_Description of the task:_ Write the entries out exactly. Any images they hold stay out of the copy.

_Recorded data:_

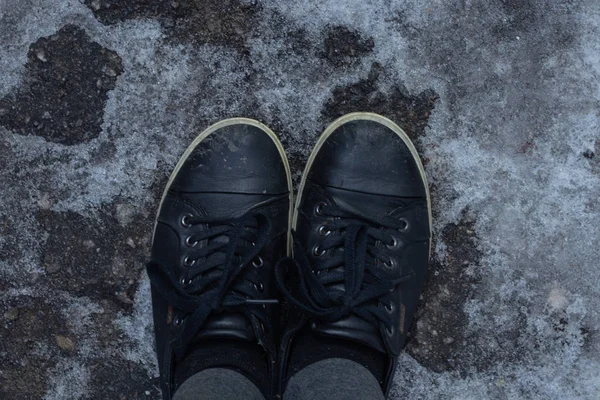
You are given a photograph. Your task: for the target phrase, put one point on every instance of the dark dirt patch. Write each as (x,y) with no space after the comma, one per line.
(31,354)
(411,112)
(218,22)
(437,338)
(343,46)
(108,385)
(95,257)
(65,89)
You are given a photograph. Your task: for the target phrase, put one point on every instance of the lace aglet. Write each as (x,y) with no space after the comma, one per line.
(262,301)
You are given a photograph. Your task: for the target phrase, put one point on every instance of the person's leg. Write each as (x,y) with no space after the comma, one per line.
(333,379)
(362,235)
(218,384)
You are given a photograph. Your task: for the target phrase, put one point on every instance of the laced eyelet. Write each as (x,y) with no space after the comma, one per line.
(260,287)
(319,208)
(189,243)
(323,231)
(317,252)
(258,262)
(185,220)
(188,262)
(394,244)
(406,225)
(185,281)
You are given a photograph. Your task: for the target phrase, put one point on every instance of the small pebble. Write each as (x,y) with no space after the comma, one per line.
(65,343)
(41,55)
(12,314)
(52,268)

_Exercise result:_
You are given a photograph. Your task: for the target phrase, put one point on every instance of the dark dirt patch. Write each as (x,y) with no space after the comma, one per line.
(31,354)
(411,112)
(218,22)
(437,338)
(343,46)
(108,385)
(95,257)
(65,89)
You are given a photograph. Your task: for the target phrase, put one point on every instance of the lace aglet. Write each as (x,y) with no space after the comma, one per line.
(262,301)
You are given a photograph. Your task: for the target phrase, put one point on every instance of the person's leg. Write each as (x,y) with no space after the comma, one per line.
(333,379)
(362,235)
(218,384)
You are given a photograph. Your task: for the target phrase, put one point on every instance of the laced eyelet. Write each as (x,y) with no space after the comma, one per line.
(260,287)
(319,208)
(189,243)
(323,231)
(317,252)
(258,262)
(185,220)
(188,262)
(394,244)
(406,225)
(185,281)
You are given a photograph. Your task: for the target phrase, put one point on every instance of the small pebble. Write each as (x,y) with no space after the comma, one per line.
(65,343)
(41,55)
(12,314)
(52,268)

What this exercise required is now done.